---------- THE INPUT

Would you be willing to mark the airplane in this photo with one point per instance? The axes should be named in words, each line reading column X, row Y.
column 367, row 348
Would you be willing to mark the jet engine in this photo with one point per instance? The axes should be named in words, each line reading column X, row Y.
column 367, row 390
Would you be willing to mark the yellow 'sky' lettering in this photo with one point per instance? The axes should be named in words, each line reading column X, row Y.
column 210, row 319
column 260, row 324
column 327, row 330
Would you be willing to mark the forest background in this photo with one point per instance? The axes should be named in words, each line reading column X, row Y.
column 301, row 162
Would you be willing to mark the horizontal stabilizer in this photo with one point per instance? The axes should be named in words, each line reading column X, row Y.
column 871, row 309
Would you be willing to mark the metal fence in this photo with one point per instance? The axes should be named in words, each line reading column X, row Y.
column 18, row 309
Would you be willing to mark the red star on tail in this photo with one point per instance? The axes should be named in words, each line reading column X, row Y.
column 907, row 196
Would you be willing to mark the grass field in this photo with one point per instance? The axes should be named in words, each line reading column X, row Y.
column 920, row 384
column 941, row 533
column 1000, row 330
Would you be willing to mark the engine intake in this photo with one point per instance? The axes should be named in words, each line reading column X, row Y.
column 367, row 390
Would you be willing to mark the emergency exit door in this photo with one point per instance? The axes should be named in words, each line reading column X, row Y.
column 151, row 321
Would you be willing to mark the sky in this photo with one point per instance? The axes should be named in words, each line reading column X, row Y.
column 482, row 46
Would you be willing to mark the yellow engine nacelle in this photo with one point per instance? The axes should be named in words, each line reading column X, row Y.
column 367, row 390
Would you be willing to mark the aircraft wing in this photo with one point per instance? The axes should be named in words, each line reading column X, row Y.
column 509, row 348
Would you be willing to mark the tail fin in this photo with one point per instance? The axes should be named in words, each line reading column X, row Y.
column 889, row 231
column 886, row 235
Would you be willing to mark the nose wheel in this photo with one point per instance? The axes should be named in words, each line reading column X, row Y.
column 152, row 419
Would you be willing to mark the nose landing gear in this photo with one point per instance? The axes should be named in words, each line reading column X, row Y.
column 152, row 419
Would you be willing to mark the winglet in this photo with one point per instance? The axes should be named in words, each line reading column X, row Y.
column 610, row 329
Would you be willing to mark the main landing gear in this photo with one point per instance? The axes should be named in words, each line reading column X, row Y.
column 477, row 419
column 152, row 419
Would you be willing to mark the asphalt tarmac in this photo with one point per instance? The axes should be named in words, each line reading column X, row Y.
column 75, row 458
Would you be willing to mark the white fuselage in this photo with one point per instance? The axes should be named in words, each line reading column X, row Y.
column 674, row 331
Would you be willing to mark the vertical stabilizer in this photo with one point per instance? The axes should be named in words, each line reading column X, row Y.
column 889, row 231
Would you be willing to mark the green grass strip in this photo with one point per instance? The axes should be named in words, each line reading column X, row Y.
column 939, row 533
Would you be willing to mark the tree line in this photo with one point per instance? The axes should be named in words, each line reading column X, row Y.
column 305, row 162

--------------------

> [OBJECTIVE]
Copy the items word for word, starting at the line that contains "Would you be willing to mark the main" and continuing through the very last line.

> [RESULT FOR THIS TASK]
Would you be willing to mark the main landing gear in this photo with one point per instance? The axes should be named in words, each line reading column X, row Y.
column 477, row 419
column 152, row 419
Would you be willing to mark the asphalt tarmac in this photo with one point per instance? The axes should be named in words, each line reading column X, row Y.
column 75, row 458
Would you be willing to mark the white fuselage in this photo with one point per instance? The axes should be named in words, each line reading column X, row Y.
column 674, row 331
Would you be willing to mark the vertical stabilizer in this photo with one point per instance? The axes should be named in words, each line reading column X, row Y.
column 889, row 231
Would you be willing to mark the green grass strip in this photo with one point per instance? The axes should be named in words, each line reading column X, row Y.
column 939, row 533
Would you be willing to mark the tree line in this photo with one point per instance? The axes should be named in words, each line reading column X, row Y.
column 305, row 162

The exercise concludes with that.